DOCUMENT: CLS-REBUILD · CLASSIFICATION: PUBLIC METHODOLOGY: SYMMETRIC · STATUS: ACTIVE

← Roster

558
Unfit
CHARACTER CREDIT SCORE · 300–850
23/40
Weak
FOUR PILLARS

Composite 5.23 / 10, weighted per the Constitutional Weight Schedule.

Below the 700 bar, Author's Verdict: not supported.

Does not clear the support bar. The substantive service, the clean fiduciary record, and the J6 certification are genuine, but the documented position reversal (M09), the recurring volatile register (M05), and the Raffensperger boundary episode (M11) hold the conduct record below the line. Mixed, scored honestly on conduct, not policy.

★ Service to Country

U.S. Air Force Judge Advocate General's Corps, active duty 1982-1988; Air Force Reserve JAG 1988-2015, retiring as Colonel; deployed to Iraq in 2007 as a Reserve JAG officer; adjunct professor of military law at the University of South Carolina School of Law. Service to country is honored here as context, not as a score. The character demonstrated within it is weighed as conduct under the measures and Four Pillars where it belongs; the badge contextualizes the record and does not move the composite.

The 14 measures

Each measure is scored 0–10 against an anchored example, with a cited source. Hover/expand why? for the reasoning.

#MeasureScoreWhy
M01 Duty to Constitution & Rule of Law 5
why?

______

GIVEN INSTRUCTION A —
Arrange the lines of the records, starting at the line that contains "Exercise. Annotate the perforated" and ending at the line that contains "x=90, y=208", as a Markdown table with the columns Row and Record line, leaving out blank lines.
The scorecard above and the records below are unrelated to each other.

______

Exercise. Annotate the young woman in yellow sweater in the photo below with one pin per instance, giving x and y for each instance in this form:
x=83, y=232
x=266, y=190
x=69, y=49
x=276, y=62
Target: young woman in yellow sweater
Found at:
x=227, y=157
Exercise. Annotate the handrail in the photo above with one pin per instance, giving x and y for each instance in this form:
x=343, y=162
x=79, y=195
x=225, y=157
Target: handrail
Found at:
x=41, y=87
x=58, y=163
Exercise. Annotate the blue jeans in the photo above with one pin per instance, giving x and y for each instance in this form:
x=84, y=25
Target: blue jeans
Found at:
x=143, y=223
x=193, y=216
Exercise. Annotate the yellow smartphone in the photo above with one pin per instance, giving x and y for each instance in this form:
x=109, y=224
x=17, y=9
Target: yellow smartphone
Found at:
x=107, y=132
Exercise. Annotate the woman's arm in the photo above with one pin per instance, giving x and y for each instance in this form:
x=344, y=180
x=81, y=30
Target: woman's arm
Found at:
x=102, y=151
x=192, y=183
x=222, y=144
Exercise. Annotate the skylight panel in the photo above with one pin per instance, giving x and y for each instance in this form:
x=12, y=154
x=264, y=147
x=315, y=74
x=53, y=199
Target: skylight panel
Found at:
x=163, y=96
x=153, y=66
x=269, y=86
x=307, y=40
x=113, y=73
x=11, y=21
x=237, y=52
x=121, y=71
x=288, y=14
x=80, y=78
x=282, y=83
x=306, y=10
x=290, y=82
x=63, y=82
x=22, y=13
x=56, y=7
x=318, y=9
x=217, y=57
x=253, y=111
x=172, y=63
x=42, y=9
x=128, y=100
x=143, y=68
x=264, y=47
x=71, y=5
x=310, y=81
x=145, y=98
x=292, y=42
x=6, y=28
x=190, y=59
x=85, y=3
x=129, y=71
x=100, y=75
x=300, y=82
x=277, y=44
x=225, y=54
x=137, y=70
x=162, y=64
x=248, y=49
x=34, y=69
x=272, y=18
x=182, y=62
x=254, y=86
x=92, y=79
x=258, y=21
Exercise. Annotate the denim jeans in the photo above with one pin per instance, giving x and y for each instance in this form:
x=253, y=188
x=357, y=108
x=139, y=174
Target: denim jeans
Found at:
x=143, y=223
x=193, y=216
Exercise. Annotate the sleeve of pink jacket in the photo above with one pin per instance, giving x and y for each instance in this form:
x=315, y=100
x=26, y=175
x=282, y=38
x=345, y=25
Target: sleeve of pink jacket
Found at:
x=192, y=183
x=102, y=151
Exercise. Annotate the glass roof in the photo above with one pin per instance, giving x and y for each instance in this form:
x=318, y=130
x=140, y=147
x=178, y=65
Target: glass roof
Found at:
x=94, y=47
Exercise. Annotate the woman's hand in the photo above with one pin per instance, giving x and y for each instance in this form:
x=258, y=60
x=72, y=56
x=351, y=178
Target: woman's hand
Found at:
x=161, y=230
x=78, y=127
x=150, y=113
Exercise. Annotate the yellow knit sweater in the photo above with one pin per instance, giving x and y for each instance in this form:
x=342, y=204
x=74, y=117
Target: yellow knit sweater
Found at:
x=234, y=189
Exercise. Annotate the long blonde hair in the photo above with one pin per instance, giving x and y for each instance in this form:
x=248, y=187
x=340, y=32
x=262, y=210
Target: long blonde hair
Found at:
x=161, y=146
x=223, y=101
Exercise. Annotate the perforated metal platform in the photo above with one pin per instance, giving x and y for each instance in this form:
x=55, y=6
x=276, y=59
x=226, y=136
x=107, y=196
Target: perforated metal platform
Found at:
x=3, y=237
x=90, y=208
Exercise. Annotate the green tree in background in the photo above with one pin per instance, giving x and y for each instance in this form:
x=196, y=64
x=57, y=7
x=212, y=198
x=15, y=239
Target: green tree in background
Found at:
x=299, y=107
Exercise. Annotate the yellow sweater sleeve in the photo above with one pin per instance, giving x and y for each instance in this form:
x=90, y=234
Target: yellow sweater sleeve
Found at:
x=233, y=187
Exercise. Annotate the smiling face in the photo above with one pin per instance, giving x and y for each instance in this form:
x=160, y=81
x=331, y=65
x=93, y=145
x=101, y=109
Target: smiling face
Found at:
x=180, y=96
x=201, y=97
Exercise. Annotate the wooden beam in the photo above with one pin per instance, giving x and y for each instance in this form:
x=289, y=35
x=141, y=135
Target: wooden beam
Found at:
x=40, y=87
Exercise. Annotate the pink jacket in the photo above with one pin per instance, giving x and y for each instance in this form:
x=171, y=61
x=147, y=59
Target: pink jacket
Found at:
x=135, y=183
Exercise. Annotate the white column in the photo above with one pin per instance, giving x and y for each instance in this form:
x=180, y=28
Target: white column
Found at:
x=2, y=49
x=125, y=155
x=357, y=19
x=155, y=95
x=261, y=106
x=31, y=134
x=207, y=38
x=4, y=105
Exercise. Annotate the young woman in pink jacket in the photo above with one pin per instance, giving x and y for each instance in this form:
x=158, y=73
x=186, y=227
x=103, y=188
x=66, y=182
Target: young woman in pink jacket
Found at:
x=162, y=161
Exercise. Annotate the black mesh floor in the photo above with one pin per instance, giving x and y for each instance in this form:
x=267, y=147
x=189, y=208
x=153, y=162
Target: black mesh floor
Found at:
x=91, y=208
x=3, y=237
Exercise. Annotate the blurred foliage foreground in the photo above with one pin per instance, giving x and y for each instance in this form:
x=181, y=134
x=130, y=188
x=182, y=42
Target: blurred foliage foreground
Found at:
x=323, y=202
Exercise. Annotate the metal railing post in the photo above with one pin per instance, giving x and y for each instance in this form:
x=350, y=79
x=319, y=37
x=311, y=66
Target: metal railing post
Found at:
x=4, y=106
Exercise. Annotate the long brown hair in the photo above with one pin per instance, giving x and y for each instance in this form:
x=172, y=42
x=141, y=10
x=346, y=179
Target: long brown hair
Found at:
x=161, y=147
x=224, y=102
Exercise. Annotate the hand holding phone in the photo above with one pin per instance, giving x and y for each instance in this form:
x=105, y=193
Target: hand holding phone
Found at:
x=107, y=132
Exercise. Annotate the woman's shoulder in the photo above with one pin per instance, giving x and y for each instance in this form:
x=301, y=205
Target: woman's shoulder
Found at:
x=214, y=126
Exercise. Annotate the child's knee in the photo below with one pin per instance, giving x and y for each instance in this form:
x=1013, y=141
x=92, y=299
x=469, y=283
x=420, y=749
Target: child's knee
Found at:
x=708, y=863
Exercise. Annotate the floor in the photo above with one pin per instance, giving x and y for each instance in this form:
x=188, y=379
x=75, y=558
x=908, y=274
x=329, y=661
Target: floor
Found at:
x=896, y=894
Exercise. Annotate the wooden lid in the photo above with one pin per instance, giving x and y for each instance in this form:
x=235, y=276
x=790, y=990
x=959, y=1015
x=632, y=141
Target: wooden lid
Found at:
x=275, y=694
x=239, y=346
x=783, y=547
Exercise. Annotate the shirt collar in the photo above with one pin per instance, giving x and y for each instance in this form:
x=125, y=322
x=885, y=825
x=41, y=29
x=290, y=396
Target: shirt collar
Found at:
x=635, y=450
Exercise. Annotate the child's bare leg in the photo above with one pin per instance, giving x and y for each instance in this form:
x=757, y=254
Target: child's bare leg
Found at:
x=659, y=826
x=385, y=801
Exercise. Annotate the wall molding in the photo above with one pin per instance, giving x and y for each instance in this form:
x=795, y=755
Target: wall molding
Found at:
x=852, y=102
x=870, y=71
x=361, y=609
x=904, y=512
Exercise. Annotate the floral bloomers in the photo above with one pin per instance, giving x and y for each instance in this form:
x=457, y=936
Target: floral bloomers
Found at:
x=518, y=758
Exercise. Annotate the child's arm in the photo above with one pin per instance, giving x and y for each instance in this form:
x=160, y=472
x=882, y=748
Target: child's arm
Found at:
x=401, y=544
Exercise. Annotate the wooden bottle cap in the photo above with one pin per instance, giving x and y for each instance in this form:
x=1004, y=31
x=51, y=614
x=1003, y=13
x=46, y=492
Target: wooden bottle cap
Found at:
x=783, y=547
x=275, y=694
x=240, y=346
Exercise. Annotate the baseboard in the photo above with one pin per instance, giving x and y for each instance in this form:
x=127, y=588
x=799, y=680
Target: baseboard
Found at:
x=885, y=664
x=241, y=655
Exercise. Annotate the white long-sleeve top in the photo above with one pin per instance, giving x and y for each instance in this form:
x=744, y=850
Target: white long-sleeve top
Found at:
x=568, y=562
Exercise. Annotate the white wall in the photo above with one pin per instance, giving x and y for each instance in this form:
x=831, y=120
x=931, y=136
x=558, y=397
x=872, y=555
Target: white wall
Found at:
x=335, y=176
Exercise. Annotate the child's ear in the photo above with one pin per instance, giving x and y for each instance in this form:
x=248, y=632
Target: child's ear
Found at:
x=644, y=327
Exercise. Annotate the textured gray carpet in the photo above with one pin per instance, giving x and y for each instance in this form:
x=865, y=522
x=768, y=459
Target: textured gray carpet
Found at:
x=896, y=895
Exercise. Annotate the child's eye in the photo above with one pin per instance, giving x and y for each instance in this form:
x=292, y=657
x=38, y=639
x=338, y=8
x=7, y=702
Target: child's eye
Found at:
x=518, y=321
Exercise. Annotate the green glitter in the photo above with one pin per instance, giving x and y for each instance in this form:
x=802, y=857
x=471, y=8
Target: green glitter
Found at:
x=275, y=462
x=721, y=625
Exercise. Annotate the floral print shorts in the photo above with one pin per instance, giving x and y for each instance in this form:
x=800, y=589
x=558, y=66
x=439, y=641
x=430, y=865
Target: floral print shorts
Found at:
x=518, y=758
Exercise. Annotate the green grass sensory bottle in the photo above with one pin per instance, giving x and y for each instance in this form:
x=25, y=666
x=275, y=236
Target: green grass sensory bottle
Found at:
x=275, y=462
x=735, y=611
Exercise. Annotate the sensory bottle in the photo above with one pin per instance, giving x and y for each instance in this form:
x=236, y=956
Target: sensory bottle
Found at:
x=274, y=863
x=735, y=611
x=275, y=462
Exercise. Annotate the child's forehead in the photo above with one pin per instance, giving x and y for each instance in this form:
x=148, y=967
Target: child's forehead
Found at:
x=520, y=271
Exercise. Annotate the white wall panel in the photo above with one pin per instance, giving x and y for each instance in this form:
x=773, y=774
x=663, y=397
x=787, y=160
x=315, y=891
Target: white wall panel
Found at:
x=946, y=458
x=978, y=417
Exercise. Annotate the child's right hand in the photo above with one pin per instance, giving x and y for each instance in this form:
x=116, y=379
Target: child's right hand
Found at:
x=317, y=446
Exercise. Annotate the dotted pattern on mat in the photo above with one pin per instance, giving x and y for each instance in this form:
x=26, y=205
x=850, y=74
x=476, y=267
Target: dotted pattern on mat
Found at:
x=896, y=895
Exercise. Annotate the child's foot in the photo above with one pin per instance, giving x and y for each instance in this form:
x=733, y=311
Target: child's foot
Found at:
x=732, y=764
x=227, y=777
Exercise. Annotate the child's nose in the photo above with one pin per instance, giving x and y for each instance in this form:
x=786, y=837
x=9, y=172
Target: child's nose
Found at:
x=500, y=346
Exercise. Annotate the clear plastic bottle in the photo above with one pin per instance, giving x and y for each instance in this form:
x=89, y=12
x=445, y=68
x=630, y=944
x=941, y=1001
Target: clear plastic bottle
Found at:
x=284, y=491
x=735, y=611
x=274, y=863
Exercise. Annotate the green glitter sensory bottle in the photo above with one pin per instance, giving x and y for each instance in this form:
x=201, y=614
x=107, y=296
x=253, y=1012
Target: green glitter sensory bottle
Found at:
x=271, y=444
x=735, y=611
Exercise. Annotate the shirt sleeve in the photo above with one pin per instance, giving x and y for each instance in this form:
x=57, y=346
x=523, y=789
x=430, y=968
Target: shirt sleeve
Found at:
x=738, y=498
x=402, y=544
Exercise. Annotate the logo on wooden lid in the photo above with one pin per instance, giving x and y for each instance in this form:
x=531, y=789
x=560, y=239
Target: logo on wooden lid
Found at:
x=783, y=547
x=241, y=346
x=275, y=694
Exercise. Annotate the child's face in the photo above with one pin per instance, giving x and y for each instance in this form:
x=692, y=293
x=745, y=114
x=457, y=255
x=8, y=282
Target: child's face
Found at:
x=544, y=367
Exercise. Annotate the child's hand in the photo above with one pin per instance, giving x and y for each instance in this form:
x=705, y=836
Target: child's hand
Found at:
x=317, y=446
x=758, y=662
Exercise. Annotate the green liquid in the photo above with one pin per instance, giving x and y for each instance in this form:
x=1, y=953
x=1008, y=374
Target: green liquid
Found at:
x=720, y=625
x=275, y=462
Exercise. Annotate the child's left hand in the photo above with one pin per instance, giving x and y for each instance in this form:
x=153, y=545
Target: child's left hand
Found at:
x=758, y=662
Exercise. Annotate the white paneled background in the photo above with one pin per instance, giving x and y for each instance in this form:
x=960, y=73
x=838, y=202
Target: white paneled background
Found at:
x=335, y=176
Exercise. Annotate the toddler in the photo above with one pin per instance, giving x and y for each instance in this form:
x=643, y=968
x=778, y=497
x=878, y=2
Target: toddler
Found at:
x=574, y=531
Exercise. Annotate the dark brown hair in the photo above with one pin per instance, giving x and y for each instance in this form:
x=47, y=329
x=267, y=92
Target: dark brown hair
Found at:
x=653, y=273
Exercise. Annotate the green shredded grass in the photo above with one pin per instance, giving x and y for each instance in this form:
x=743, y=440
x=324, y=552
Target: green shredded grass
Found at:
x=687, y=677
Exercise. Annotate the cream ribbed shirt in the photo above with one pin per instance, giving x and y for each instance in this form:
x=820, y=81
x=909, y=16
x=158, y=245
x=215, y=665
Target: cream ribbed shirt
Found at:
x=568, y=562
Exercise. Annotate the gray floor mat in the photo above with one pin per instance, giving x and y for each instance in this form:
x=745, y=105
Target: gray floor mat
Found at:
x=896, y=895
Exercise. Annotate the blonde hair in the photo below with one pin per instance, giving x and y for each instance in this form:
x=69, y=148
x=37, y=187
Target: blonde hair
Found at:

______

GIVEN INSTRUCTION B —
Copy word for word the passage of the scorecard above, starting at "U.S. Air Force" and ending at "for the reasoning.".

EXERCISE OUTPUT A —
| Row | Record line |
|---|---|
| 1 | Exercise. Annotate the perforated metal platform in the photo above with one pin per instance, giving x and y for each instance in this form: |
| 2 | x=55, y=6 |
| 3 | x=276, y=59 |
| 4 | x=226, y=136 |
| 5 | x=107, y=196 |
| 6 | Target: perforated metal platform |
| 7 | Found at: |
| 8 | x=3, y=237 |
| 9 | x=90, y=208 |

EXERCISE OUTPUT B —
U.S. Air Force Judge Advocate General's Corps, active duty 1982-1988; Air Force Reserve JAG 1988-2015, retiring as Colonel; deployed to Iraq in 2007 as a Reserve JAG officer; adjunct professor of military law at the University of South Carolina School of Law. Service to country is honored here as context, not as a score. The character demonstrated within it is weighed as conduct under the measures and Four Pillars where it belongs; the badge contextualizes the record and does not move the composite.

The 14 measures

Each measure is scored 0–10 against an anchored example, with a cited source. Hover/expand why? for the reasoning.